**TO DO**
Turn the data below into a Markdown table with the columns "n" and "Line", one numbered row per line, starting at the line that contains "the player's raised" and running through the last line of the data. Leave out blank lines.

— START LISTED RECORDS —

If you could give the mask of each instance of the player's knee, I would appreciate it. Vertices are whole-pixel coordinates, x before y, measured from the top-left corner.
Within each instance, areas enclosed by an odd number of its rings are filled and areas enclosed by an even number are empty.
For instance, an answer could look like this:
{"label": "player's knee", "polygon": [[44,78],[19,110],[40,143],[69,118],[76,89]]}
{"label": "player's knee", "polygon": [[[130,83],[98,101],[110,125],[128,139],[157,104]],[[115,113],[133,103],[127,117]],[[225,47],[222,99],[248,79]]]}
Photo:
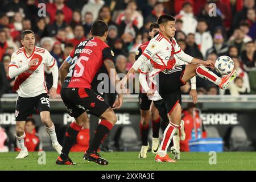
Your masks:
{"label": "player's knee", "polygon": [[52,120],[48,117],[43,117],[41,118],[41,120],[42,122],[46,126],[52,123]]}
{"label": "player's knee", "polygon": [[25,130],[24,128],[23,128],[21,126],[16,126],[16,135],[18,136],[22,136],[24,134],[24,130]]}

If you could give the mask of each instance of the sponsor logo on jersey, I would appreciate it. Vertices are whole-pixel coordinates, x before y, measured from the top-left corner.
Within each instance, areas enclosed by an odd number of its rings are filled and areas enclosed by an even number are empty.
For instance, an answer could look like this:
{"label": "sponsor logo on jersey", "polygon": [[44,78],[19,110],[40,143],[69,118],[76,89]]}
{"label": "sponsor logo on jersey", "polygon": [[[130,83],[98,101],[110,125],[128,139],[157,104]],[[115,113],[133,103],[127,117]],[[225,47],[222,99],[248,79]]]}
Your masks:
{"label": "sponsor logo on jersey", "polygon": [[19,111],[15,110],[15,118],[16,118],[18,115],[19,115]]}
{"label": "sponsor logo on jersey", "polygon": [[100,95],[97,96],[97,98],[100,101],[104,101],[104,99]]}

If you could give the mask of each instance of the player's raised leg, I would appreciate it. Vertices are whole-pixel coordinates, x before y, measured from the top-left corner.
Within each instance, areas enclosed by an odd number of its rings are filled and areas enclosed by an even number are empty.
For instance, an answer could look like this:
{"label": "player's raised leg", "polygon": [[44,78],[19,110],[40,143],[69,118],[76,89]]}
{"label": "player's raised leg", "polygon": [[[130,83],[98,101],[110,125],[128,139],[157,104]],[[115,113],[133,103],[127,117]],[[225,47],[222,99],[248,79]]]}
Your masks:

— END LISTED RECORDS —

**SOLUTION FOR THIS EXERCISE**
| n | Line |
|---|---|
| 1 | If you could give the mask of each instance of the player's raised leg, I would appreciate it. Vertices are whole-pixel coordinates, x before y, measured from the top-left corner. |
| 2 | Within each instance, areas enclosed by an odd number of its rings are filled and areas enclosed by an even number are empty. |
| 3 | For instance, an answer could look like this: |
| 4 | {"label": "player's raised leg", "polygon": [[44,78],[19,110],[40,143],[69,118],[76,89]]} |
| 5 | {"label": "player's raised leg", "polygon": [[[130,83],[98,101],[110,125],[128,139],[157,104]],[[115,113],[133,103],[127,117]],[[225,47],[222,99],[248,79]]]} |
| 6 | Your masks: |